- WORK ORDER -
Return the records below exactly as they are written.

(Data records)

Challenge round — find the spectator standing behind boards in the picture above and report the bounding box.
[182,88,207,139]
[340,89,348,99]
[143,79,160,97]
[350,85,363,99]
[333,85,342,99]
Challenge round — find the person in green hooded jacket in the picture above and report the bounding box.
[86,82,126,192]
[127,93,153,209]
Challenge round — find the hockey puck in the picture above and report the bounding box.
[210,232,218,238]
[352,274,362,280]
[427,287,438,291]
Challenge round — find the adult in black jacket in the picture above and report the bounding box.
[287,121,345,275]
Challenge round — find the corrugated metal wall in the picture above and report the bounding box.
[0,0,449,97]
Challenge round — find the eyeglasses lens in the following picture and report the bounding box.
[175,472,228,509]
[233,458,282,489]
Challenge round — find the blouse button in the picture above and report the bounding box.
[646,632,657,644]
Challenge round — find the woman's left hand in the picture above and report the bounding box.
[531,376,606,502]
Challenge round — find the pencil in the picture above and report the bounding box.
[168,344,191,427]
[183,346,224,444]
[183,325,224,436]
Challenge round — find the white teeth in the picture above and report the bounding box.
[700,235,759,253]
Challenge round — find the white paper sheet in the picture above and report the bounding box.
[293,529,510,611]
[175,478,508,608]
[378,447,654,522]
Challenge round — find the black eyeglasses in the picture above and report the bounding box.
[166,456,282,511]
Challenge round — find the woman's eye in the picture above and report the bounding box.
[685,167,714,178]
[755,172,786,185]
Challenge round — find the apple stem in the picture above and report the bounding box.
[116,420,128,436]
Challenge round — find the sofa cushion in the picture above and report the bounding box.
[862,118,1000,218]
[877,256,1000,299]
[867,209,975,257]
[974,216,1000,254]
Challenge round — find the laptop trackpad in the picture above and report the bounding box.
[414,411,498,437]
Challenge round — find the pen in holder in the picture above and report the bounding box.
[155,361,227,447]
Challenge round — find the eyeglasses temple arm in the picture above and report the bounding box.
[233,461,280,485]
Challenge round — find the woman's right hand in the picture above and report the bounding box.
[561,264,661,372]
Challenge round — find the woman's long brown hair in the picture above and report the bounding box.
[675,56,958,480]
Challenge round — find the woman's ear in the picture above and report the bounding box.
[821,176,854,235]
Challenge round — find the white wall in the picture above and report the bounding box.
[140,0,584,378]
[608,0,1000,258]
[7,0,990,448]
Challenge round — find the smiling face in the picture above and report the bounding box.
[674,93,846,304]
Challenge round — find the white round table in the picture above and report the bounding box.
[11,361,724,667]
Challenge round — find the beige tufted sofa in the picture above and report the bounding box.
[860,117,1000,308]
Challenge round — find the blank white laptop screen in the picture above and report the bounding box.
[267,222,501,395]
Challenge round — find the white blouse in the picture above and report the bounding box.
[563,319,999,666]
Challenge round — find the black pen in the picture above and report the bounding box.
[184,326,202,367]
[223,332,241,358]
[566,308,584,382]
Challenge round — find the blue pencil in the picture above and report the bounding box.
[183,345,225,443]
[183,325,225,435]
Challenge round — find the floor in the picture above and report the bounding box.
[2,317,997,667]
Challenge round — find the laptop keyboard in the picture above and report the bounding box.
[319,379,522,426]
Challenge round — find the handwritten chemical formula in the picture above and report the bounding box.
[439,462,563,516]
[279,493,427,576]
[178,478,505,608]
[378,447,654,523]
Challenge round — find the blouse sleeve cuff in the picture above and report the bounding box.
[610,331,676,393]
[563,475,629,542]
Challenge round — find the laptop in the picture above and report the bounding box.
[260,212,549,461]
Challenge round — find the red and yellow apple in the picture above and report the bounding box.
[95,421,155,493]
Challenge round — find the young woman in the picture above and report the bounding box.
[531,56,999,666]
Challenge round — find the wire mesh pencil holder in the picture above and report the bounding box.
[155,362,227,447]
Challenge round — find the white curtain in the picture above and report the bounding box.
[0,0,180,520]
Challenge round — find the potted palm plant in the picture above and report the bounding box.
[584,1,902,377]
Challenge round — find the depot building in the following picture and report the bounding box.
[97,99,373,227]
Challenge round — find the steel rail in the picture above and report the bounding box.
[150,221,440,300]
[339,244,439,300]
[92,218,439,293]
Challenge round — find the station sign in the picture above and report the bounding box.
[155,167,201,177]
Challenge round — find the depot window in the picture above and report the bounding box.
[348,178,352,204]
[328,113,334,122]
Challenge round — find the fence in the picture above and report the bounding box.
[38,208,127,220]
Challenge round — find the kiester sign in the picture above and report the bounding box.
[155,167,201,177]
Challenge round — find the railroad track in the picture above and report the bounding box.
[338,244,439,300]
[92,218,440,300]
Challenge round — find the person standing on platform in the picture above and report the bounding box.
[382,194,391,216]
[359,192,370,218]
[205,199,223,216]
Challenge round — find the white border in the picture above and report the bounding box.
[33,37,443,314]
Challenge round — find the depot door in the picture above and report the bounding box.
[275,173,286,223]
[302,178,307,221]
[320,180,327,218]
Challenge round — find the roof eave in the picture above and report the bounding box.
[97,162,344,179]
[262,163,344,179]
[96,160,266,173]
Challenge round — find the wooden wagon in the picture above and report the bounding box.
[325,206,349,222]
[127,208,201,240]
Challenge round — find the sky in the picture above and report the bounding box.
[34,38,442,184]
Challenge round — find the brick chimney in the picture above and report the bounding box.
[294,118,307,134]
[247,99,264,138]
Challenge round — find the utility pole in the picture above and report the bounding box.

- ANSWER SPACE -
Challenge round — find the spectator standing behind boards in the picture above and report the bounding box.
[182,88,207,139]
[340,89,348,99]
[143,79,160,97]
[350,85,363,99]
[333,85,342,99]
Challenge round — find the person in green hooded jacket in the picture above and report the bounding box.
[86,82,126,192]
[127,93,153,209]
Challenge round — find the hockey puck in the picture above and report the bounding box.
[210,232,218,238]
[352,274,362,280]
[427,287,438,291]
Challenge round — find the adult in black jacket in the picture above and report the bounding box.
[287,121,345,275]
Challenge round — find the corrugated metal wall in the picture above and report the bounding box.
[0,0,449,97]
Challenge round — find the eyeglasses lens in the following picture and report the bounding box.
[175,472,228,509]
[233,458,282,489]
Challenge round — find the blouse button in the picture above and report the bounding box.
[646,632,657,644]
Challenge round — find the woman's left hand in the picture above and report the bounding box.
[531,376,606,502]
Challenge round — find the pencil in the picture above and report the bounding box.
[168,344,191,427]
[183,346,224,444]
[183,325,224,436]
Challenge round — find the white teeth in the picture above and report the bounding box.
[700,235,759,253]
Challenge round — find the white paper sheet in the picture above and report the bounding box.
[293,529,510,611]
[175,478,508,608]
[378,447,654,522]
Challenge round — find the black eyeglasses in the picture above and report the bounding box.
[166,456,282,511]
Challenge round — find the woman's eye in the picture above and report the bounding box.
[685,167,714,178]
[755,172,786,185]
Challenge round — find the apple stem in the picture above and report the bounding box.
[116,420,128,436]
Challenge round — find the sofa cushion in the picture above and report the bounding box.
[862,118,1000,218]
[877,256,1000,299]
[867,209,975,257]
[974,216,1000,254]
Challenge round — find the laptop trackpad in the picture above and report the bounding box.
[414,411,498,437]
Challenge round — find the pen in holder in the picture above and report the bounding box.
[155,361,227,447]
Challenge round — find the eyeglasses temple arm in the picture above and report the bounding box.
[233,461,280,485]
Challenge round — find the woman's right hand in the picture above and report the bounding box.
[561,264,661,372]
Challenge round — find the woman's long brown hair in the picture above and report the bounding box.
[675,56,958,480]
Challenge round — find the woman's ear in the picture above and report the bounding box.
[821,176,854,235]
Challenge round — find the white wall in the picture above and report the bounding box.
[140,0,584,378]
[608,0,1000,258]
[7,0,990,448]
Challenge round — find the smiling face in the picture above and report the bounding box.
[674,93,846,304]
Challenge round — find the white round table in the picture above and report the bounding box.
[11,361,724,667]
Challenge round — find the beige tufted sofa in the picture above and report the bounding box.
[860,117,1000,308]
Challenge round — find the blank white laptop screen in the picture above and report the bounding box.
[267,222,501,395]
Challenge round — find the white blouse in the picture above and report the bounding box.
[563,319,999,666]
Challenge round — find the black pen in the picture above and report the bounding box.
[184,326,202,367]
[223,332,241,358]
[566,308,584,382]
Challenge round — find the blue pencil in the picture above and report the bounding box.
[183,345,225,443]
[183,325,225,435]
Challenge round — find the floor in the picture above and report the bounding box.
[2,317,997,667]
Challenge round — find the laptop keyboard in the picture above and report the bounding box.
[319,379,522,426]
Challenge round — find the handwritten chemical formula in the picture above and report the bounding box.
[439,462,563,516]
[279,493,427,576]
[178,478,505,608]
[378,447,654,523]
Challenge round — find the blouse sleeve cuff in the picture above and report the bounding box.
[610,331,676,393]
[563,475,629,542]
Challenge round — find the laptop in the picture above and report the bounding box.
[260,212,549,461]
Challenge round — find the red and yellow apple in the picture above and report the bounding box.
[95,421,155,493]
Challenge round — find the young woman in the picture above and report the bounding box.
[531,56,999,666]
Challenge round — find the wire mesh pencil holder in the picture above and report the bounding box.
[155,362,227,447]
Challenge round — find the white curtain in the picture above and report the bounding box.
[0,0,180,520]
Challenge round — find the potted palm plant in the picture above and report the bounding box.
[584,1,902,377]
Challenge round — find the depot building in the following picture and report the bounding box.
[97,99,373,227]
Challenge round — find the steel rail in the picture above and report the bounding box.
[150,221,440,300]
[339,244,439,300]
[92,218,439,293]
Challenge round — find the station sign in the picture above and report the bounding box.
[155,167,201,177]
Challenge round — find the depot window in the picture above and report the bounding box.
[348,178,352,204]
[328,113,334,122]
Challenge round — find the fence in the picture above and report the bounding box.
[38,208,127,220]
Challenge round — find the kiester sign in the picture above and report the bounding box.
[155,167,201,177]
Challenge round — find the railroad track in the picture above and report the bounding box.
[338,244,439,300]
[92,218,440,300]
Challenge round — find the person standing on platform in the picture above and report the bounding box.
[382,194,391,216]
[359,192,370,218]
[205,199,223,216]
Challenge round — find the white border in the picture above and report the bounding box.
[33,37,443,314]
Challenge round — find the depot door in the picture above and report the bounding box.
[275,173,286,223]
[302,178,307,221]
[320,180,327,218]
Challenge round — find the roof eave in the picture above and report the bounding box.
[97,162,344,179]
[262,163,344,179]
[96,160,266,173]
Challenge round — find the wooden wagon in the picture above and report the bounding box.
[325,206,349,222]
[127,208,201,240]
Challenge round — find the sky in the picture above and report the bounding box.
[34,38,442,184]
Challenge round — find the brick chimney in the picture above and report the bounding box.
[294,118,307,134]
[247,99,264,138]
Challenge round — find the utility pole in the picture above and report the bounding box.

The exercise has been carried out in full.